::: TEKS UNTUK DIANALISIS :::
Bagi orang-orang yang ada di sekitarnya, sering dibuatnya aneh. Aneh banget. Bukan hanya sekali, tetapi dalam beberapa kasus, sering memberikan keterangan, bahwa secara fisik, dirinya tidak mampu menjalankan tugas profesinya sebagai tenaga pendidik. Misalnya, mengajar di kelas yang berada di lantai 2. Kadang juga, bila kedapatan, mengajar di kelas yang jarak-geografinya cukup berjauhan, misalnya satu kelas di ujung Barat kampus, dan satu kelas lagi di ujung Timur kampus. Bila kejadian itu terjadi, dia langsung mengatakan, "saya agak kurang fit, sakit pinggang, syaraf kejepit saya, kambuh.." ungkapnya.
Bila berhadapan dengan alasan serupa itu, teman-teman yang lainnya, tidaklah bisa banyak bicara, dan tidak banyak argumen, kecuali harus meng-iyakan, dan memberikannya dispensasi. Andaipun, tidak diiyakan, dia akan tetap melakukan apa yang dia inginkan, seperti memindahkan kelas, atau malah, tidak masuk sama sekali. Oleh karena itu, pilihan pahitnya, ada meng-iyakan, supaya dia tetap mau mengajar dengan gayanya sendiri.
::: CUPLIKAN DATA :::
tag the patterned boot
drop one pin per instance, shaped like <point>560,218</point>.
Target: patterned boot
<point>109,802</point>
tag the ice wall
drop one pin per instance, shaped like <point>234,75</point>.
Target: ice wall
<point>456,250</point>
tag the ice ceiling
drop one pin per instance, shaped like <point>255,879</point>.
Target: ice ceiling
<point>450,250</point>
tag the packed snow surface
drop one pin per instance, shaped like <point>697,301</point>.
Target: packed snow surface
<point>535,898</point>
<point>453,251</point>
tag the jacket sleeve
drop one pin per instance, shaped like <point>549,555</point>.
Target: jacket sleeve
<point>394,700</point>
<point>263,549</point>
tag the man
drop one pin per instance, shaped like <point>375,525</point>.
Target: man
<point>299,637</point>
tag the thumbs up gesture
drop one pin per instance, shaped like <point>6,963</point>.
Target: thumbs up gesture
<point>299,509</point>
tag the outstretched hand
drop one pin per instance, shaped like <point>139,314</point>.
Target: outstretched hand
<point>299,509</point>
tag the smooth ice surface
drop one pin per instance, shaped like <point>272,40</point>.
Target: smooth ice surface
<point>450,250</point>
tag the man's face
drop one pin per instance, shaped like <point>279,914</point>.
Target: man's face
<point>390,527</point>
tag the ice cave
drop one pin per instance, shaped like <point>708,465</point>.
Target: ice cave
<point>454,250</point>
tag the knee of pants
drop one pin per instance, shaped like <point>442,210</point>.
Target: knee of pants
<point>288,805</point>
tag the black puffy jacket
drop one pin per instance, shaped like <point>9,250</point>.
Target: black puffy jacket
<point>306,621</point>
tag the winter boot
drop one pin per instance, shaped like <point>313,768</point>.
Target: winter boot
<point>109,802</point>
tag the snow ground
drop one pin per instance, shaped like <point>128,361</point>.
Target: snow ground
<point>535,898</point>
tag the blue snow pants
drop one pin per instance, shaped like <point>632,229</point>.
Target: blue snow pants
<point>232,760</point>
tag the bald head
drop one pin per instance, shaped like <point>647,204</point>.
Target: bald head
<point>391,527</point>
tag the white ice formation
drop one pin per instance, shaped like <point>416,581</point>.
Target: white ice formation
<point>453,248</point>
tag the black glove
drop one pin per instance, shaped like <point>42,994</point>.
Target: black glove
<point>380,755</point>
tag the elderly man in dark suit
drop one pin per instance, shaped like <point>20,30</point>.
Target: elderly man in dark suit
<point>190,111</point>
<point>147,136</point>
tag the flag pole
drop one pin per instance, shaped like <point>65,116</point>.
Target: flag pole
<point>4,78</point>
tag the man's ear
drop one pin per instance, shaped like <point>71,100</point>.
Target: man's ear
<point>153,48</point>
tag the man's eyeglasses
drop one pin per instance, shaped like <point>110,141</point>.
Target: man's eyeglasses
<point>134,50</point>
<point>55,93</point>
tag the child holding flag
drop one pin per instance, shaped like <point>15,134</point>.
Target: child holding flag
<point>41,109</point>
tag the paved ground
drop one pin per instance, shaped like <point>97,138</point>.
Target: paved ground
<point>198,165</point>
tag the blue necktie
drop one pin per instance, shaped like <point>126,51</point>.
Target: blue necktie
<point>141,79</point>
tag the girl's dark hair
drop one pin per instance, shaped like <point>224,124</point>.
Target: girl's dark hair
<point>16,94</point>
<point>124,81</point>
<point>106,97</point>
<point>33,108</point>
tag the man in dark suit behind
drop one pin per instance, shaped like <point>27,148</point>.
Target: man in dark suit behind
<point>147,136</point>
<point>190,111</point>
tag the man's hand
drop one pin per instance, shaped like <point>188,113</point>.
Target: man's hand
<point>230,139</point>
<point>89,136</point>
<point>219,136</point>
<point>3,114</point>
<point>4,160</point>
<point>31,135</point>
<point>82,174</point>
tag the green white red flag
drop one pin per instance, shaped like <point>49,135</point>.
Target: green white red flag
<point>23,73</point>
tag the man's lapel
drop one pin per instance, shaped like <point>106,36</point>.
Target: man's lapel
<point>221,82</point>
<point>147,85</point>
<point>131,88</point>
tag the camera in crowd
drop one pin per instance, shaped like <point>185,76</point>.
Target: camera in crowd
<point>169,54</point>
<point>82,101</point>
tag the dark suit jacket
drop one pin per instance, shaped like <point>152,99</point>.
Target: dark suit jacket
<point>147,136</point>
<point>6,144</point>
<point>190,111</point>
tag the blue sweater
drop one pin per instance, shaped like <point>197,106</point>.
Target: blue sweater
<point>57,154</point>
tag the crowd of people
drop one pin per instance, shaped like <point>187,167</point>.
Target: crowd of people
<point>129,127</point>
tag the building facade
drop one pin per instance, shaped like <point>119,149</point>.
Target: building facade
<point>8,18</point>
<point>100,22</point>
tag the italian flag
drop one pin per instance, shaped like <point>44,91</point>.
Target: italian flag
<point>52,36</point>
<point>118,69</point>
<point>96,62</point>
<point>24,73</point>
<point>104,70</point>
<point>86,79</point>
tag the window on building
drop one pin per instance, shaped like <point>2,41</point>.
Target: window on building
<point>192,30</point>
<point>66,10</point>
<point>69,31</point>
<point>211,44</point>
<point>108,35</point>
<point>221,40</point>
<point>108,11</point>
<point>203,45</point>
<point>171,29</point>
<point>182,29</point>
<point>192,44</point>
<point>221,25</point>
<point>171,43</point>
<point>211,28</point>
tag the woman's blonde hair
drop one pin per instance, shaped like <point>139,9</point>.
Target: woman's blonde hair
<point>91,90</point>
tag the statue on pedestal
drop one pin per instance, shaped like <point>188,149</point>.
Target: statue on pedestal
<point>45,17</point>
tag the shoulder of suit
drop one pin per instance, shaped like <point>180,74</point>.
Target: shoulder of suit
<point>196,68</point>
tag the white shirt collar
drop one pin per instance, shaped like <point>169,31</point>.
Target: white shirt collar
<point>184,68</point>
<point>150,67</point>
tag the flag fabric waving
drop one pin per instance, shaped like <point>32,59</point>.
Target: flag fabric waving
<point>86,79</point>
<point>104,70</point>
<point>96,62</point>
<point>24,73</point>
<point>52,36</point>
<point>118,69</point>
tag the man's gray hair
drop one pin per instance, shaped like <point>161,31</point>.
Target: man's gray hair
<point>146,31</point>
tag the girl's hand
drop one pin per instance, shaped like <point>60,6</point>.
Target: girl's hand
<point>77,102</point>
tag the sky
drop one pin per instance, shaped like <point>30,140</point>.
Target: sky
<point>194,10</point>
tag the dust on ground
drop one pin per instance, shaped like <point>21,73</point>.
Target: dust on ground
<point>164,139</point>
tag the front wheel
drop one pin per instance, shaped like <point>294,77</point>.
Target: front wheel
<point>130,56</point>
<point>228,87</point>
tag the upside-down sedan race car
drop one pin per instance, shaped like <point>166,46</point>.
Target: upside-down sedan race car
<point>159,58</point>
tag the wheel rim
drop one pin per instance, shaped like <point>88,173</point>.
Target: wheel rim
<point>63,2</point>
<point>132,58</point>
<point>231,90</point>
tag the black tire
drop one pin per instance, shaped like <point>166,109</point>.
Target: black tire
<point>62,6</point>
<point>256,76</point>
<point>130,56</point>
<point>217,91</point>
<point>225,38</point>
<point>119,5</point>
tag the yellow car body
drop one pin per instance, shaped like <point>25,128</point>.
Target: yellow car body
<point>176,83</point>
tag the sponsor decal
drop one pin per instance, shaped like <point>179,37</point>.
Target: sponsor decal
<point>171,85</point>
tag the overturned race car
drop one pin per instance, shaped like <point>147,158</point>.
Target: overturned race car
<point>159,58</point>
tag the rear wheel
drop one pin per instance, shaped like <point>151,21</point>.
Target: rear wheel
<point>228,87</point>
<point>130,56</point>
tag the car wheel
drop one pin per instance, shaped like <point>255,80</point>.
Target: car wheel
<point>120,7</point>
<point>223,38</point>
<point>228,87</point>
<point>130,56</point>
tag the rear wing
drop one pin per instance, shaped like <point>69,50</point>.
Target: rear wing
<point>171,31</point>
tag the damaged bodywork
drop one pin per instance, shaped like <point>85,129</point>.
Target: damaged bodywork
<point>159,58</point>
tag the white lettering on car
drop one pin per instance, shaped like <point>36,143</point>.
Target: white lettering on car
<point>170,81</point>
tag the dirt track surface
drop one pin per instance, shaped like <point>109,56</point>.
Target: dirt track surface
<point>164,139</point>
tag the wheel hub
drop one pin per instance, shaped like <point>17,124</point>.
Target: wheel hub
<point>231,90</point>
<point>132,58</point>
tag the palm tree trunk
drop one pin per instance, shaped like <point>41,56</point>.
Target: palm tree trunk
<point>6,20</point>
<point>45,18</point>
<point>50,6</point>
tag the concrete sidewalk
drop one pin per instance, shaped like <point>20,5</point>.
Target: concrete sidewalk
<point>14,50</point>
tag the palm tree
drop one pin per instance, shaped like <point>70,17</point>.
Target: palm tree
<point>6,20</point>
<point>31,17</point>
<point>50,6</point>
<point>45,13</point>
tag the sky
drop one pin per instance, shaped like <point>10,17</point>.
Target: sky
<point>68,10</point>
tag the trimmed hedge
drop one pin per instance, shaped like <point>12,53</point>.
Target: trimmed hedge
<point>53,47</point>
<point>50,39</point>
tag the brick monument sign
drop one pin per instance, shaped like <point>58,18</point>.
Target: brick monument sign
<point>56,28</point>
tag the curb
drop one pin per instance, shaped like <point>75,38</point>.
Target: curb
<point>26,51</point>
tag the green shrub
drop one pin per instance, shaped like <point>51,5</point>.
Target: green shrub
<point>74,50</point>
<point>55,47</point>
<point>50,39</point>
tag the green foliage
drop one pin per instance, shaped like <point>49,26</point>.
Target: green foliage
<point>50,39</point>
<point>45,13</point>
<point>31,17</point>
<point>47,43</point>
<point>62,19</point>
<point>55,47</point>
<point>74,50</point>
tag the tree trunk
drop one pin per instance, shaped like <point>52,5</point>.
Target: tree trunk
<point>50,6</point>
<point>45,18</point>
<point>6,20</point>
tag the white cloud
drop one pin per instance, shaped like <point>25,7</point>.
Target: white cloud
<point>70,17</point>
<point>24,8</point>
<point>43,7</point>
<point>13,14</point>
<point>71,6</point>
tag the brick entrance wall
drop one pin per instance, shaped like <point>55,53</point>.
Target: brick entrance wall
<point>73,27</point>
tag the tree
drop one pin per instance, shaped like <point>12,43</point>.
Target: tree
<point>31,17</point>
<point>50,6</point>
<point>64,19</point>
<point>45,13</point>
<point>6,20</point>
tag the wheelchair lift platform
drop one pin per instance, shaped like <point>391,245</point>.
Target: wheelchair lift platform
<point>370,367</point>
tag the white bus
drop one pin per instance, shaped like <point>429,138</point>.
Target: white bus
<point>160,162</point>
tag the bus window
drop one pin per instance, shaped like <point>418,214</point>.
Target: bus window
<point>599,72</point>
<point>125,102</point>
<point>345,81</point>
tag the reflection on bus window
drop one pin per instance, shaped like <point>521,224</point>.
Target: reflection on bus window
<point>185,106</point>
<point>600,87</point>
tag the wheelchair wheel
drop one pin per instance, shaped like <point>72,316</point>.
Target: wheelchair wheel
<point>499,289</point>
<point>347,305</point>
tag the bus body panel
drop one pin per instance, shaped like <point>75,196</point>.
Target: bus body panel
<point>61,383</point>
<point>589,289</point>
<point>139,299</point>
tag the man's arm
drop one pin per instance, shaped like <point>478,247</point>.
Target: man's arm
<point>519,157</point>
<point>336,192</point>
:::
(KERJAKAN BERIKUT INI)
1 – Jawablah pertanyaan berikut berdasarkan teks tentang tenaga pendidik.
(a) Apa yang disebut kambuh dalam keluhan sang tenaga pendidik?
(b) Di lantai berapa kelas yang disebut sebagai contoh tugas yang tidak mampu dijalankannya?
(c) Apa pilihan pahit teman-teman lainnya?
2 – Lanjutkan teks tentang tenaga pendidik itu mulai setelah kalimat terakhirnya.
Butir-butir data tidak berhubungan dengan teks tentang tenaga pendidik.

(KUMPULAN JAWABAN)
1 –
(a) Syaraf kejepitnya.
(b) Di lantai 2.
(c) Meng-iyakan, supaya dia tetap mau mengajar dengan gayanya sendiri.

2 –
Lha, lantas apa masalahnya dengan kita ?
Di sinilah, problemanya. Sekali lagi, kita dibuatnya heran. Kalau terkait dengan masalah tugas profesi, kerap kali mengajukan alasan sakit untuk meminta pengertian dan dispensasi kepada teman-teman, dan atau atasannya. Tetapi, kisah itu, tidak terjadi, atau jarang dimunculkan, bila ada kaitannya dengan kegiatan yang dia sukai.
Tempo hari, saat ada Hari Kemerdekaan Republik Indonesia. Warga Indonesia ramai merayakannya dengan ragam kegiatan olahraga tradisional, misalnya tarik tambang. Orang yang satu ini tidak, memaksa panitia dan teman-temannya untuk memaklumkannya supaya bisa ikutan. Alasannya, "hiburan, supaya hatinya ceria, dan tidak stress dengan sakit yang dideritanya..."
Belum lama ini, kalau tidak salah, di awal November kemarin. Saat teman-temannya, melakukan study tour atau studi tiru ke kawasan Jogjakarta. Dua atau tiga hari sebelumnya, baru cek ke dokter, dan memberikan surat sakit ke pihak kedinasan. Namun di hari itu, dia dengan semangat dan suka cita, melakukan perjalanan jauh dari Bandung ke Jogjakarta. Di perjalannya gimana ? sehat dan ceria. Semua orang berucap, "alhamdulillah.."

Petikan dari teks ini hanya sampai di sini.